* PAGE *
A review of the recent decision in McQuoid v. Patterson

McQuoid v. Patterson1 is a very interesting case that raises a number of different issues.  The late Arthur Marvin Patterson Junior (“Arthur”) died intestate.2  Had he made a Will, Arthur could have chosen an estate trustee whose responsibility it would be to gather in his assets, pay his liabilities, and distribute Arthur’s assets as provided for on his Will.  Given that there was no Will, two principal questions had to be answered:

  1. Who is entitled to inherit Arthur’s assets?
  2. Who should administer Arthur’s estate, including representing the estate in litigation?

Unfortunately, Arthur’s family had to go to court to have these questions answered.

(1) Who is entitled to inherit Arthur’s assets?

* GIVEN INSTRUCTION A *
Which duties does the review of McQuoid v. Patterson say an estate trustee chosen in a Will would have? List each one.

* INPUT *
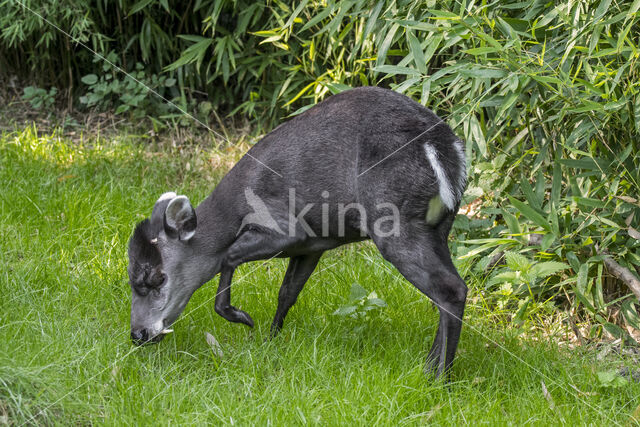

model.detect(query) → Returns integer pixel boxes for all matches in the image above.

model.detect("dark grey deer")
[128,87,467,376]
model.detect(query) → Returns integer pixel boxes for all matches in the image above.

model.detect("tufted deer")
[128,87,467,376]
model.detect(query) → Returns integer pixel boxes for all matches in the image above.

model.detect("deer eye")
[146,271,167,288]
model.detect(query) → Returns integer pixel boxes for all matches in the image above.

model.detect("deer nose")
[131,329,149,345]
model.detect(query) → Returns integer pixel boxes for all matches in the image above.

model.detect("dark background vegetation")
[0,0,640,343]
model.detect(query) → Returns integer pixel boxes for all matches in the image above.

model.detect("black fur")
[130,87,467,375]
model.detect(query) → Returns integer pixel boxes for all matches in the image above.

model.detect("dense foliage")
[0,0,640,337]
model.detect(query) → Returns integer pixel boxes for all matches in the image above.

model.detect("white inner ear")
[165,196,196,240]
[180,230,196,240]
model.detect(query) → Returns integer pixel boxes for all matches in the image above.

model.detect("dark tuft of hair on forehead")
[129,219,162,265]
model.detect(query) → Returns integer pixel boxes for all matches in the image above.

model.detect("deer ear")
[164,196,198,241]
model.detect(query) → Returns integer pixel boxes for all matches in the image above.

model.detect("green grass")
[0,129,640,425]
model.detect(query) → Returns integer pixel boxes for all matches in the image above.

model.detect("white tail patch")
[425,195,444,225]
[424,142,457,211]
[156,191,178,203]
[453,140,467,199]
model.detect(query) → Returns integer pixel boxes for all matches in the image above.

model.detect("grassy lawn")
[0,129,640,425]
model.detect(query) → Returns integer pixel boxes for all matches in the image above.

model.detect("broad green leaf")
[407,31,427,74]
[504,252,533,271]
[529,261,569,278]
[349,283,369,301]
[507,196,551,232]
[621,299,640,331]
[373,65,420,75]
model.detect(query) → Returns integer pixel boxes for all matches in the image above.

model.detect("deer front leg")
[215,266,253,328]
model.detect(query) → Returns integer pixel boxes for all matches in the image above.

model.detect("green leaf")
[333,305,356,316]
[504,252,533,271]
[349,283,369,301]
[407,30,427,74]
[621,299,640,331]
[596,370,629,388]
[500,209,522,238]
[460,67,507,79]
[367,298,387,307]
[507,196,551,232]
[373,65,420,75]
[462,46,502,55]
[529,261,569,278]
[128,0,153,16]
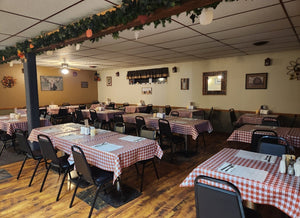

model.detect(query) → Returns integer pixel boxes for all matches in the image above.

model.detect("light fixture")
[60,63,69,74]
[199,8,214,25]
[134,30,140,40]
[75,43,80,51]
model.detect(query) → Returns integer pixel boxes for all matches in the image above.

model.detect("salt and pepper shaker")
[287,158,295,175]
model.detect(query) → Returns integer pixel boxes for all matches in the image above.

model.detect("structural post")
[23,53,40,134]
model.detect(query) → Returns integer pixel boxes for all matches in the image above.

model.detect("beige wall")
[98,50,300,114]
[0,64,98,109]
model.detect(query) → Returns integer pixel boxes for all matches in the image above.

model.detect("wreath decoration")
[1,76,16,88]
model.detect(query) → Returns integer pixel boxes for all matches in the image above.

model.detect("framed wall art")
[40,76,63,91]
[106,76,112,86]
[246,73,268,89]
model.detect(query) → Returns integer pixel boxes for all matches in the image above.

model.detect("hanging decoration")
[1,76,16,88]
[0,0,237,64]
[286,58,300,80]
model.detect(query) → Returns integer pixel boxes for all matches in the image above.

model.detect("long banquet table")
[81,109,124,122]
[180,148,300,218]
[236,113,279,124]
[123,113,213,140]
[28,123,163,182]
[0,115,52,135]
[227,125,300,147]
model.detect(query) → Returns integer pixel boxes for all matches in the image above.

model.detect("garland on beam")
[0,0,235,64]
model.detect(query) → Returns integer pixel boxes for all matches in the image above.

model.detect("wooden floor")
[0,133,288,218]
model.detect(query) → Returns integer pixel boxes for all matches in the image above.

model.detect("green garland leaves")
[0,0,234,64]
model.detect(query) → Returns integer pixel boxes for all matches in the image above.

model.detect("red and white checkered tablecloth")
[286,128,300,148]
[28,123,163,182]
[236,114,278,124]
[180,148,300,218]
[0,116,52,135]
[145,116,213,140]
[227,125,291,143]
[125,106,147,113]
[171,109,203,118]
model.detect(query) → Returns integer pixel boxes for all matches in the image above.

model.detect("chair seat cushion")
[91,167,114,186]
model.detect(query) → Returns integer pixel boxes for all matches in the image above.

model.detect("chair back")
[90,109,98,122]
[71,145,95,184]
[114,122,125,134]
[15,129,33,157]
[158,119,172,138]
[135,116,146,135]
[57,107,68,117]
[75,108,84,122]
[145,104,153,114]
[171,111,179,117]
[251,129,278,152]
[114,114,124,123]
[258,135,289,157]
[37,134,60,165]
[261,117,280,126]
[165,105,172,115]
[195,175,245,218]
[207,107,214,123]
[229,108,237,125]
[140,126,156,140]
[79,104,86,110]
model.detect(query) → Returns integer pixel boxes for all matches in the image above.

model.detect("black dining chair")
[261,117,280,126]
[170,111,179,117]
[258,135,294,157]
[37,134,74,201]
[69,145,113,217]
[15,129,43,186]
[251,129,278,152]
[194,175,261,218]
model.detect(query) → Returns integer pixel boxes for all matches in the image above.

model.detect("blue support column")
[23,53,40,147]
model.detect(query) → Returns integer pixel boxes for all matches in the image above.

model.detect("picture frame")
[106,76,112,86]
[142,87,152,95]
[180,78,190,90]
[81,81,89,88]
[40,76,63,91]
[245,73,268,89]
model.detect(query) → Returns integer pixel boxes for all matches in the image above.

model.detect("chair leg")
[56,169,69,201]
[152,158,159,179]
[17,155,27,179]
[40,163,51,192]
[28,159,42,187]
[69,178,81,208]
[0,142,6,156]
[88,186,101,218]
[140,161,145,192]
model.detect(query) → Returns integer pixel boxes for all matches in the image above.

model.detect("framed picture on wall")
[106,76,112,86]
[246,73,268,89]
[40,76,63,91]
[180,78,190,90]
[142,87,152,95]
[81,82,89,88]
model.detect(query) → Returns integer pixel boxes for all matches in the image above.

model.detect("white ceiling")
[0,0,300,69]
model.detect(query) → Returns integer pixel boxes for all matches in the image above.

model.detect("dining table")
[28,123,163,182]
[236,113,279,125]
[81,109,124,122]
[180,148,300,218]
[227,125,300,148]
[171,108,204,118]
[0,114,52,135]
[125,105,147,113]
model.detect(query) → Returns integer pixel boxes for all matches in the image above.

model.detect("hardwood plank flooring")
[0,133,290,218]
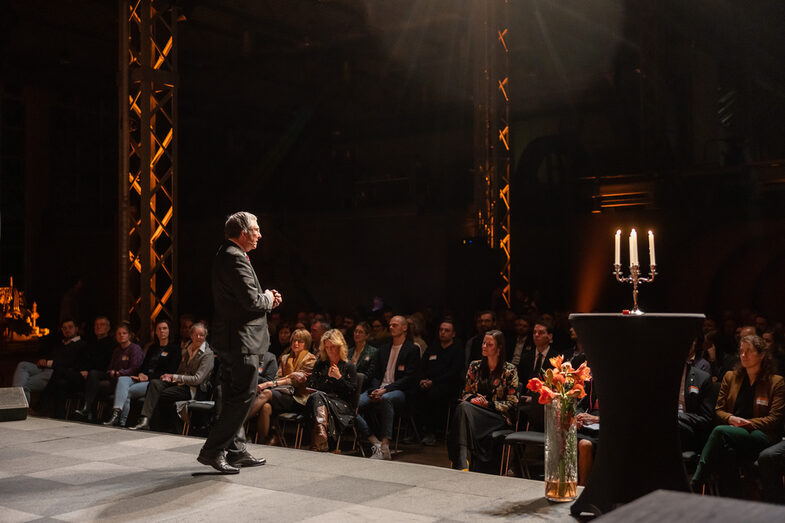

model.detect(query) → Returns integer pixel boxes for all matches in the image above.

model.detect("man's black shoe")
[74,409,95,423]
[196,454,240,474]
[104,409,122,425]
[226,450,267,467]
[128,416,150,430]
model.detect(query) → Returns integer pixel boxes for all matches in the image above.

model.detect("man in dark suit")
[197,212,282,474]
[357,316,420,459]
[679,365,717,453]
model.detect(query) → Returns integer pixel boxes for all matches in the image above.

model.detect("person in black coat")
[414,320,464,445]
[197,212,282,474]
[357,316,420,460]
[305,329,357,452]
[679,366,717,452]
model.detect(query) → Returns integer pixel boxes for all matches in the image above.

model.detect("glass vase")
[545,396,578,501]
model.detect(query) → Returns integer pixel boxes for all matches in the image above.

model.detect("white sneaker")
[371,443,389,459]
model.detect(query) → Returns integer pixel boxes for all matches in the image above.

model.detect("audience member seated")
[692,335,785,497]
[357,316,420,460]
[75,322,144,422]
[368,318,390,347]
[463,311,496,369]
[305,329,357,452]
[349,321,379,391]
[45,316,115,419]
[517,318,560,383]
[447,330,518,471]
[506,316,534,368]
[414,320,463,445]
[257,351,278,384]
[79,316,116,380]
[12,318,84,405]
[104,319,180,427]
[248,329,316,445]
[678,360,715,452]
[131,323,215,430]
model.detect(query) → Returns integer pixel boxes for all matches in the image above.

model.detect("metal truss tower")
[117,0,179,340]
[474,0,512,307]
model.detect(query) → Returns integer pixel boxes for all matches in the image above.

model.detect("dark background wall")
[0,0,785,334]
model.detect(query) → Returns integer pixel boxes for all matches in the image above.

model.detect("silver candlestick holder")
[613,263,657,315]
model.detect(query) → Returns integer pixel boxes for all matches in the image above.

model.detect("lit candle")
[613,229,621,265]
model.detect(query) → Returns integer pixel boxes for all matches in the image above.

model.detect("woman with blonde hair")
[248,329,316,444]
[305,329,357,452]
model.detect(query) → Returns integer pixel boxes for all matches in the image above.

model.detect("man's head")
[532,318,553,350]
[224,211,262,252]
[60,318,79,341]
[390,316,409,343]
[439,320,455,347]
[739,325,758,342]
[93,316,112,340]
[477,311,496,334]
[515,318,530,336]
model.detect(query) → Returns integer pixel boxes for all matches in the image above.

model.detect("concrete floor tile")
[28,461,144,485]
[0,451,85,478]
[302,505,437,523]
[0,505,41,523]
[120,434,199,450]
[57,481,272,521]
[52,441,146,461]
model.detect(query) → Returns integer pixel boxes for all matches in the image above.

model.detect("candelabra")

* GIVEN INSTRUCTION B *
Find every line of the entries that contains the word "decoration" and copy each line in full. Case counts.

* COMPLETE RESPONSE A *
- gather in his assets
- pay his liabilities
- distribute Arthur's assets as provided for on his Will

* COMPLETE RESPONSE B *
model.detect("wreath decoration")
model.detect("hanging decoration")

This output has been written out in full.